* [PROBLEM REQUIREMENTS]
Reproduce every one of the lines below word for word, keeping their order.

---+---

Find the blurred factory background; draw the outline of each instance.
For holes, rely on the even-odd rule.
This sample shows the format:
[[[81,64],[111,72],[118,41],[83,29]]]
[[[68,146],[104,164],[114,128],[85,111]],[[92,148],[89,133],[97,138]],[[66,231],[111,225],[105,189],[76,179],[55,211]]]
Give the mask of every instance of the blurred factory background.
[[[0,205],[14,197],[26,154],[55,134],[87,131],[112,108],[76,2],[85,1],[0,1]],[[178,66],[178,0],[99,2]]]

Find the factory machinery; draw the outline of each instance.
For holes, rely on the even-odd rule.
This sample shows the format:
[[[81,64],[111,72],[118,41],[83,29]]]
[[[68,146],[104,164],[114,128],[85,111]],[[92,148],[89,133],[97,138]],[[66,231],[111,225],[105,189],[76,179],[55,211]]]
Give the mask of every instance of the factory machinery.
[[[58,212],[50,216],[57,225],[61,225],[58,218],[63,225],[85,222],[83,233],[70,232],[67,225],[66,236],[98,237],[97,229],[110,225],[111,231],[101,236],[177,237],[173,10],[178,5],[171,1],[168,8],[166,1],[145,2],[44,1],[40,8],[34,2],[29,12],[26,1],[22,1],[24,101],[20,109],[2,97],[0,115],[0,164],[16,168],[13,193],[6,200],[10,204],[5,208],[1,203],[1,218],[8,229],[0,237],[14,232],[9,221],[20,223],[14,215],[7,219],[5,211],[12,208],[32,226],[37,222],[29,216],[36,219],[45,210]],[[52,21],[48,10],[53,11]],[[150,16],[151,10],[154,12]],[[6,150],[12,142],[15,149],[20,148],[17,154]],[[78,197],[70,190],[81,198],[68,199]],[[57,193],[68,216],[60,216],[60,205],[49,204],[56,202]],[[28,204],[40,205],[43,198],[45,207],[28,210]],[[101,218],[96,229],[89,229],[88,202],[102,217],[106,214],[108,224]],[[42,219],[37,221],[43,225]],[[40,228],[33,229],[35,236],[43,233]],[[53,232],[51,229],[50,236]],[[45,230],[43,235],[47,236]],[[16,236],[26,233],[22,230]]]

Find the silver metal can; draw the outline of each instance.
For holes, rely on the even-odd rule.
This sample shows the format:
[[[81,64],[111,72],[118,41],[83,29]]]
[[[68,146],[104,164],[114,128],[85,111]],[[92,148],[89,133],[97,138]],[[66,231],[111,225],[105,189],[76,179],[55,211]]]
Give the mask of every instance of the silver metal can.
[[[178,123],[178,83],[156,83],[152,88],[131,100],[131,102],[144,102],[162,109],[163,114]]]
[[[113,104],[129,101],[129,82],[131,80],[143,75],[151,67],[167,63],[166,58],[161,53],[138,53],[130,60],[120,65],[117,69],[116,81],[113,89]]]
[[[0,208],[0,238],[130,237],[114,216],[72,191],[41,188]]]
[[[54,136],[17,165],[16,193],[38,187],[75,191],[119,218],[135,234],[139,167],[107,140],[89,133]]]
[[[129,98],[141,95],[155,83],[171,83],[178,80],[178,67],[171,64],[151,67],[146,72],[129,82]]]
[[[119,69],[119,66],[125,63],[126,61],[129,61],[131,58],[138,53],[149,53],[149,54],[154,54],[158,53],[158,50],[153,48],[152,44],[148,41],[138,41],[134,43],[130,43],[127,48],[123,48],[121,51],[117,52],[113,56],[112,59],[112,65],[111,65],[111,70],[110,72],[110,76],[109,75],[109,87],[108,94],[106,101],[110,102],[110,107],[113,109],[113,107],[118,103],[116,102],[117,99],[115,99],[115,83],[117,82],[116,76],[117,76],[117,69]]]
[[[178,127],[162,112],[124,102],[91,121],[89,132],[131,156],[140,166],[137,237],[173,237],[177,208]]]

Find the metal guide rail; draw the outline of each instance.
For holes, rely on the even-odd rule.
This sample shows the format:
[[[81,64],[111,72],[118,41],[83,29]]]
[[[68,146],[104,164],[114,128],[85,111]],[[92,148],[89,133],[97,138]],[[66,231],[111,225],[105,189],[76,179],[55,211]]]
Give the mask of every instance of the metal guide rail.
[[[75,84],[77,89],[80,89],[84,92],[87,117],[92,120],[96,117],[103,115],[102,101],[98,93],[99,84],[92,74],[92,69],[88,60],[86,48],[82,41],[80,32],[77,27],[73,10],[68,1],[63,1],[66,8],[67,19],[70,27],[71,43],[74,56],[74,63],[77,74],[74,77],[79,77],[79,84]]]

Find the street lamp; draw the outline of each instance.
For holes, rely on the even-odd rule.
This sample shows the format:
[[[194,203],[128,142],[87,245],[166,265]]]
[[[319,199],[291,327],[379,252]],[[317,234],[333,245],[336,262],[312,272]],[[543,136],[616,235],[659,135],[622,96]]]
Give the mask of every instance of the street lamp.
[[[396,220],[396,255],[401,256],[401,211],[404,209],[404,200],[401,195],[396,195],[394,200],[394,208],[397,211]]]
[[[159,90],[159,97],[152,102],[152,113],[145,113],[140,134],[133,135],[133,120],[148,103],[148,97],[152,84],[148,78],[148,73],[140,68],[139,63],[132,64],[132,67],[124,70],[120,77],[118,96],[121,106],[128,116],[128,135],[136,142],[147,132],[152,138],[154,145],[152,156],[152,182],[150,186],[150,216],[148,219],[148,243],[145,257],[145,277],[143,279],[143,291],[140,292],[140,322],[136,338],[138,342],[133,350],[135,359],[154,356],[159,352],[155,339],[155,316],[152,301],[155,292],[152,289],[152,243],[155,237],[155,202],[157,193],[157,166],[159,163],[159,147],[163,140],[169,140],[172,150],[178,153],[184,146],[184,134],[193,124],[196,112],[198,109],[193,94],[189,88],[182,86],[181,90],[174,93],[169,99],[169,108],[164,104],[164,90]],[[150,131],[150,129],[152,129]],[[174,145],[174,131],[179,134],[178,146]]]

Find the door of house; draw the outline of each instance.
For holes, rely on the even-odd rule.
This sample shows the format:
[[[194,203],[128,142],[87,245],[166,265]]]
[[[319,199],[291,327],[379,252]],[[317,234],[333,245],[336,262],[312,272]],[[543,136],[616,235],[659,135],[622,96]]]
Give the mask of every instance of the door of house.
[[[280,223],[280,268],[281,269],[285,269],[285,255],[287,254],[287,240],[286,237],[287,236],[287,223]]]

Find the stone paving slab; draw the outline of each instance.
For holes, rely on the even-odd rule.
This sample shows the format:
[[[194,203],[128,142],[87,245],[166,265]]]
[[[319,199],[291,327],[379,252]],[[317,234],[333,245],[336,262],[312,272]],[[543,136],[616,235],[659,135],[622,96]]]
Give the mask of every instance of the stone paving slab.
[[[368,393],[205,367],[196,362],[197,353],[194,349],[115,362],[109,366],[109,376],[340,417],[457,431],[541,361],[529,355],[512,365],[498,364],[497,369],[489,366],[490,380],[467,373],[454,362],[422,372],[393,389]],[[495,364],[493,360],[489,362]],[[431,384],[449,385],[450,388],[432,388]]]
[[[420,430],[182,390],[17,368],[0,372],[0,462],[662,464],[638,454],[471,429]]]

---+---

* [ANSWER TO THIS PROBLEM]
Find the blurred factory background; draw the outline of each instance.
For holes, rely on the even-odd rule.
This sample shows the format:
[[[81,64],[111,72],[118,41],[83,29]]]
[[[68,146],[104,164],[114,128],[85,111]],[[92,148],[89,133],[97,138]],[[66,231],[111,225],[105,189],[76,179],[55,211]]]
Give the mask of every instance of the blurred factory background.
[[[0,205],[14,197],[26,154],[55,134],[87,131],[112,108],[76,2],[85,1],[0,1]],[[178,66],[178,0],[99,2]]]

Find the factory machinery; draw the outline of each instance.
For holes, rely on the even-odd rule.
This sample shows the format:
[[[81,64],[111,72],[118,41],[83,29]]]
[[[68,146],[104,164],[114,128],[85,111]],[[92,148],[89,133],[97,138]],[[66,231],[111,225],[105,189],[76,179],[55,211]]]
Give the mask of every instance of the factory machinery.
[[[58,212],[50,216],[57,225],[61,225],[58,218],[63,225],[85,222],[83,233],[70,232],[67,225],[66,236],[98,237],[97,229],[110,225],[111,231],[101,236],[177,237],[173,10],[178,5],[171,1],[168,8],[166,1],[145,2],[44,1],[40,8],[34,2],[29,12],[26,1],[22,1],[24,101],[20,109],[2,97],[0,115],[0,164],[16,168],[13,193],[6,200],[10,204],[5,208],[1,203],[1,218],[8,229],[0,237],[14,232],[9,221],[20,223],[14,215],[7,219],[5,211],[12,208],[32,226],[37,222],[29,216],[36,219],[45,210]],[[52,21],[48,10],[53,11]],[[150,16],[151,10],[154,12]],[[6,150],[12,142],[15,149],[20,148],[17,154]],[[78,197],[70,190],[81,198],[68,199]],[[57,193],[68,216],[60,216],[60,205],[49,204],[56,202]],[[28,204],[40,205],[43,198],[45,207],[28,210]],[[101,218],[96,229],[89,229],[88,202],[102,217],[106,214],[108,224]],[[42,219],[37,221],[43,225]],[[40,228],[33,229],[35,236],[43,233]],[[53,232],[51,229],[50,236]],[[45,230],[43,235],[47,236]],[[16,236],[26,233],[22,230]]]

Find the silver metal can; draw the outline of each instance.
For holes, rely on the even-odd rule.
This sample shows the format:
[[[81,64],[111,72],[118,41],[83,29]]]
[[[68,146],[104,164],[114,128],[85,111]],[[92,148],[89,133],[97,138]],[[66,231],[111,225],[105,189],[76,179],[55,211]]]
Give the mask of every instance of the silver metal can.
[[[178,123],[178,83],[156,83],[152,88],[131,100],[131,102],[144,102],[162,109],[163,114]]]
[[[113,104],[129,101],[129,82],[131,80],[143,75],[151,67],[167,63],[166,58],[161,53],[138,53],[130,60],[120,65],[117,69],[116,81],[113,89]]]
[[[0,208],[0,238],[130,237],[114,216],[72,191],[41,188]]]
[[[54,136],[17,165],[16,193],[38,187],[75,191],[119,218],[135,234],[139,167],[107,140],[89,133]]]
[[[129,98],[141,95],[155,83],[171,83],[178,80],[178,67],[171,64],[151,67],[146,72],[129,82]]]
[[[119,69],[119,66],[125,63],[126,61],[129,61],[131,58],[138,53],[149,53],[149,54],[154,54],[158,53],[158,50],[153,48],[152,44],[148,41],[138,41],[134,43],[130,43],[127,48],[123,48],[121,51],[117,52],[113,56],[112,59],[112,65],[111,65],[111,70],[110,72],[110,76],[109,75],[109,87],[108,94],[106,101],[110,102],[110,107],[113,109],[113,107],[118,103],[116,102],[117,99],[115,99],[115,83],[117,82],[116,76],[117,76],[117,69]]]
[[[178,127],[162,112],[124,102],[91,121],[89,132],[131,156],[140,166],[137,237],[173,237],[177,208]]]

Find the metal guide rail; draw the outline of each instance.
For holes, rely on the even-odd rule.
This sample shows the format:
[[[81,64],[111,72],[118,41],[83,29]]]
[[[68,146],[104,164],[114,128],[85,111]],[[92,148],[89,133],[97,138]],[[66,231],[111,225],[105,189],[76,179],[55,211]]]
Give the mask of every instance of the metal guide rail.
[[[75,84],[77,89],[80,89],[84,92],[87,117],[92,120],[96,117],[103,115],[102,101],[98,93],[99,84],[92,74],[92,69],[88,60],[86,48],[82,41],[80,32],[77,27],[73,10],[68,1],[63,1],[66,8],[67,19],[70,27],[71,43],[74,56],[74,63],[77,74],[74,77],[79,77],[79,84]]]

Find the street lamp; draw the outline of each instance.
For holes, rely on the even-odd rule.
This sample shows the format:
[[[194,203],[128,142],[87,245],[166,265]]]
[[[319,199],[291,327],[379,252]],[[317,234],[333,245],[336,262],[312,272]],[[543,136],[616,235],[659,135],[622,96]]]
Give the mask of every instance of the street lamp.
[[[396,220],[396,255],[401,256],[401,211],[404,209],[404,200],[401,195],[396,195],[394,200],[394,208],[397,211]]]
[[[159,90],[159,97],[152,102],[152,113],[145,113],[140,134],[133,135],[133,120],[148,103],[148,97],[152,84],[148,78],[148,73],[140,68],[139,63],[132,64],[132,67],[124,70],[120,77],[118,96],[121,106],[128,116],[128,135],[136,142],[147,132],[152,138],[154,145],[152,156],[152,182],[150,186],[150,216],[148,219],[148,243],[145,257],[145,277],[143,279],[143,291],[140,292],[140,322],[136,338],[138,342],[133,350],[135,359],[154,356],[159,352],[155,339],[155,316],[152,301],[155,292],[152,289],[152,243],[155,237],[155,202],[157,193],[157,166],[159,163],[159,147],[163,140],[169,140],[172,150],[178,153],[184,146],[184,134],[193,124],[196,112],[198,109],[193,94],[189,88],[182,86],[181,90],[174,93],[169,99],[169,108],[164,104],[164,90]],[[150,131],[150,129],[152,129]],[[174,145],[174,131],[179,134],[178,146]]]

Find the door of house; draw the outline of each instance.
For holes, rely on the even-odd rule.
This sample shows the format:
[[[194,203],[128,142],[87,245],[166,265]]]
[[[319,199],[291,327],[379,252]],[[317,234],[333,245],[336,262],[312,272]],[[543,136],[616,235],[659,135],[622,96]]]
Give the mask of every instance of the door of house.
[[[280,223],[280,268],[281,269],[285,269],[285,255],[287,254],[287,240],[286,237],[287,236],[287,223]]]

Find the stone paving slab; draw the outline of each instance.
For holes, rely on the even-odd rule.
This sample shows the format:
[[[194,203],[128,142],[87,245],[166,265]]]
[[[319,199],[291,327],[379,252]],[[317,234],[333,245],[336,262],[312,272]],[[543,136],[616,235],[659,135],[622,96]]]
Give the mask of every instance of the stone paving slab.
[[[368,393],[205,367],[196,362],[197,353],[194,349],[115,362],[109,366],[109,376],[340,417],[457,431],[541,361],[529,355],[512,365],[498,364],[497,369],[489,366],[490,380],[467,373],[454,362],[422,372],[393,389]],[[495,364],[493,360],[489,362]],[[431,384],[449,385],[450,388],[432,388]]]
[[[420,430],[182,390],[17,368],[0,372],[0,462],[662,464],[638,454],[471,429]]]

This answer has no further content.